> **Assigned task**
Among the entries below, please show each line that carries the word "handle".

Provided entries START

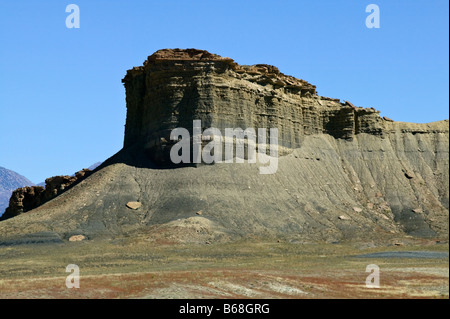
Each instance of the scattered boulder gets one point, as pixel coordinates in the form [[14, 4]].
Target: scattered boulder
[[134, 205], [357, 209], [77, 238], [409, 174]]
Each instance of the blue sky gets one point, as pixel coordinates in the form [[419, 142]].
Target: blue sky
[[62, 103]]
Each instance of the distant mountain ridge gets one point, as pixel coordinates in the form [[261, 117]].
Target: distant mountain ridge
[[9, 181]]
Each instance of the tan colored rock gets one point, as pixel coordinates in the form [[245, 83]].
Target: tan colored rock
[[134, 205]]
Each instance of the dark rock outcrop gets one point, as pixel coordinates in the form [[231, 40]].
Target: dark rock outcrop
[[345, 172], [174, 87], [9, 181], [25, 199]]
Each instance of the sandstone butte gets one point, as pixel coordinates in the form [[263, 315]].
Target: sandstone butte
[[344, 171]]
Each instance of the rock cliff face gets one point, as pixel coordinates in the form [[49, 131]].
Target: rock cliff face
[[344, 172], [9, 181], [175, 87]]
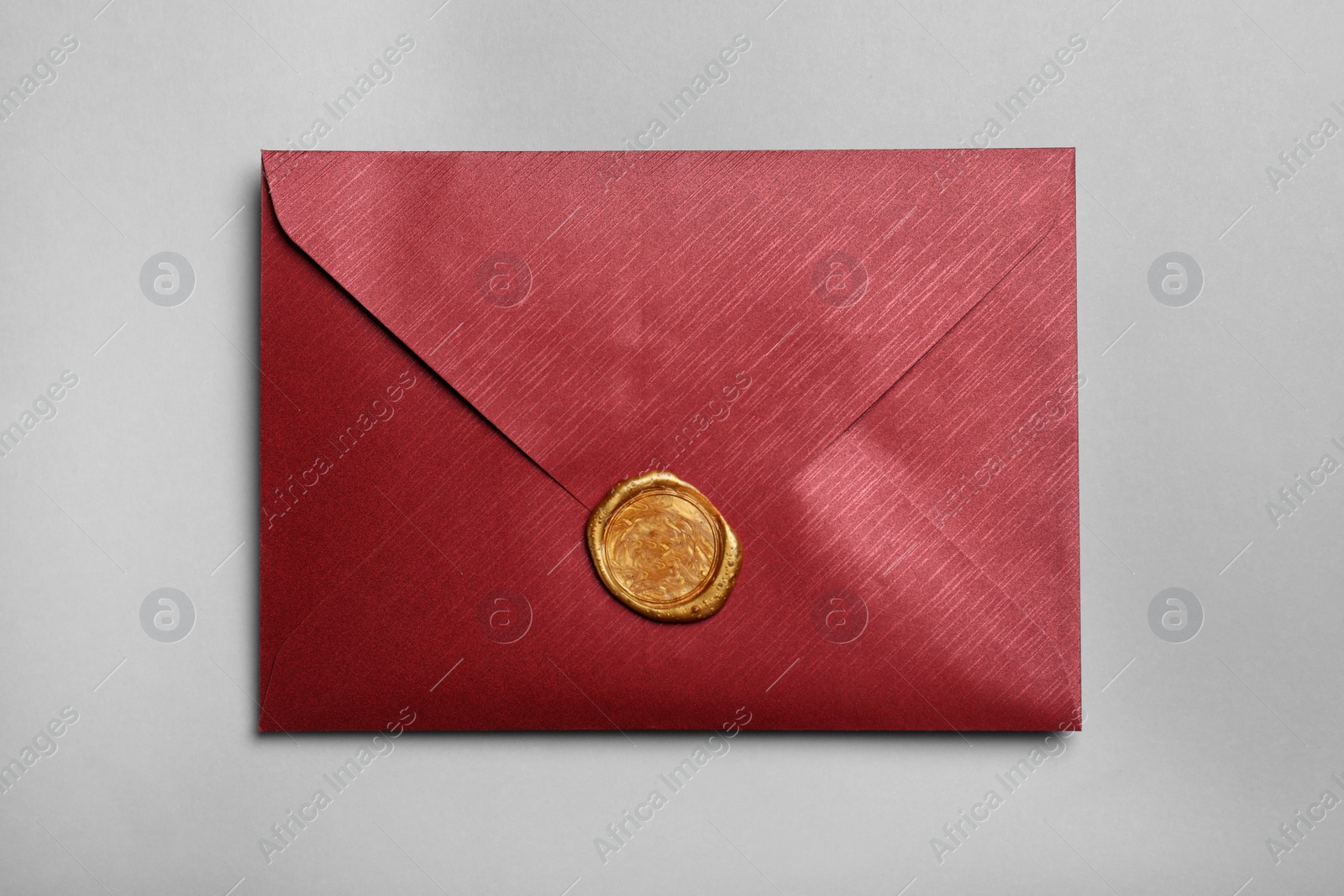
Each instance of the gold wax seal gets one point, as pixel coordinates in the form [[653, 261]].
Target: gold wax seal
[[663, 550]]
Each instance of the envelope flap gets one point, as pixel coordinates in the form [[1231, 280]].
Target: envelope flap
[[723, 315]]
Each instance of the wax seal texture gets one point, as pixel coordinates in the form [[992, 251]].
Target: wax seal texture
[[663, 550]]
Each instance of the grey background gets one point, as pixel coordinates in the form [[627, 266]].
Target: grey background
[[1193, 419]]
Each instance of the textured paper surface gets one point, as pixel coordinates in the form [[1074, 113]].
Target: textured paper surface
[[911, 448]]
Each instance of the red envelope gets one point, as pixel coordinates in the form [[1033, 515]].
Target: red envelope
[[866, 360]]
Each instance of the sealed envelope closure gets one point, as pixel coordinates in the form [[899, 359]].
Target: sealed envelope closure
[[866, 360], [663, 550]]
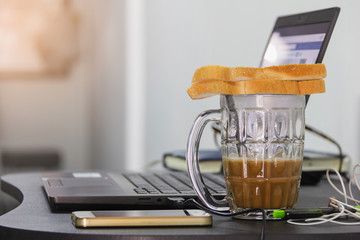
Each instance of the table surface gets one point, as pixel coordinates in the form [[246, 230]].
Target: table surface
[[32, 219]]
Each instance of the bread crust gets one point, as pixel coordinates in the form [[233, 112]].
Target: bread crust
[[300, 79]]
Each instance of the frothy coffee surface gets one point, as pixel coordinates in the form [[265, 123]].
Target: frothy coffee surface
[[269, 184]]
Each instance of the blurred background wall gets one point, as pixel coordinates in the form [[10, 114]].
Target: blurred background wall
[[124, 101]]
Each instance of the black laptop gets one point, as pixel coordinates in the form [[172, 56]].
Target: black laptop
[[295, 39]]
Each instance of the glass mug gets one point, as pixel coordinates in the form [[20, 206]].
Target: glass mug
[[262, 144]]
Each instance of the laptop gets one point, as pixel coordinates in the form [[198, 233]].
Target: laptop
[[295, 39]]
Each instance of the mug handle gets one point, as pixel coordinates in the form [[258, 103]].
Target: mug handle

Provided entries END
Provided entries START

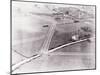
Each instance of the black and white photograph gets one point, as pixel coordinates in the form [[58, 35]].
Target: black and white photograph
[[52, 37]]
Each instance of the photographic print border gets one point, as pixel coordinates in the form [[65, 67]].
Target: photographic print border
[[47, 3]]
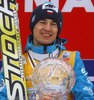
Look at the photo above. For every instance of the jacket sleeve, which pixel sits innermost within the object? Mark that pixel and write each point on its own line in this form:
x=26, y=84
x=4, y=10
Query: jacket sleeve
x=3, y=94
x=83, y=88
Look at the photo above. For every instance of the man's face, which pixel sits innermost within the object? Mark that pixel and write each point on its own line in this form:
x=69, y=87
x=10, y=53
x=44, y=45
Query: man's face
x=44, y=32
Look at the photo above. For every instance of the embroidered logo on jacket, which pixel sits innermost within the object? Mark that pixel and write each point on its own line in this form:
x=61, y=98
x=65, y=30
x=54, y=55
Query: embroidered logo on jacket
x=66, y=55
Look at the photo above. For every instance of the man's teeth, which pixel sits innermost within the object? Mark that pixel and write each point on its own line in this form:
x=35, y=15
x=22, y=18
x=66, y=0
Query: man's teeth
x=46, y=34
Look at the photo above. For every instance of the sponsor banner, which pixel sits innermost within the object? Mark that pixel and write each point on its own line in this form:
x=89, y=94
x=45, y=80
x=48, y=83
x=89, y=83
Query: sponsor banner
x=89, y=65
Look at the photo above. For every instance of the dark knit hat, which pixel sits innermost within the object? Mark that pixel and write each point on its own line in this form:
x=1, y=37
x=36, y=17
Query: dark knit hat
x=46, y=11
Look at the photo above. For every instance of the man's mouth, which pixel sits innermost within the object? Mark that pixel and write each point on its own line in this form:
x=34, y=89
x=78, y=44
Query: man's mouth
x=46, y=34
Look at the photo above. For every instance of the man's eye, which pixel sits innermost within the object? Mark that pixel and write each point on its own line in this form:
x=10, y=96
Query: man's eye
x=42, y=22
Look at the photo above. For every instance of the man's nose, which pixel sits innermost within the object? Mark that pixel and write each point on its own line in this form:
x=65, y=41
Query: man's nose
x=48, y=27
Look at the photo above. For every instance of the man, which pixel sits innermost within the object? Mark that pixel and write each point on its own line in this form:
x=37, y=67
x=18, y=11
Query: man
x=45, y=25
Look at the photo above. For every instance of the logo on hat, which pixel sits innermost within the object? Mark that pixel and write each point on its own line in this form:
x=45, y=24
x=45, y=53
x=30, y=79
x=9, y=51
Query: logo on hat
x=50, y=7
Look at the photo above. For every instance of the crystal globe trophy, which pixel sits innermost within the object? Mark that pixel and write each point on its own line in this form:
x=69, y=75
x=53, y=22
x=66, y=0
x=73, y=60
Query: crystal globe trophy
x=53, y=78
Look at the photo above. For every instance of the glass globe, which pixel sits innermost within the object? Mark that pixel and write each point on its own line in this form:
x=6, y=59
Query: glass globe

Provided entries END

> **Solution**
Each instance of the mug handle gets one point, as pixel coordinates in the form [[258, 103]].
Target: mug handle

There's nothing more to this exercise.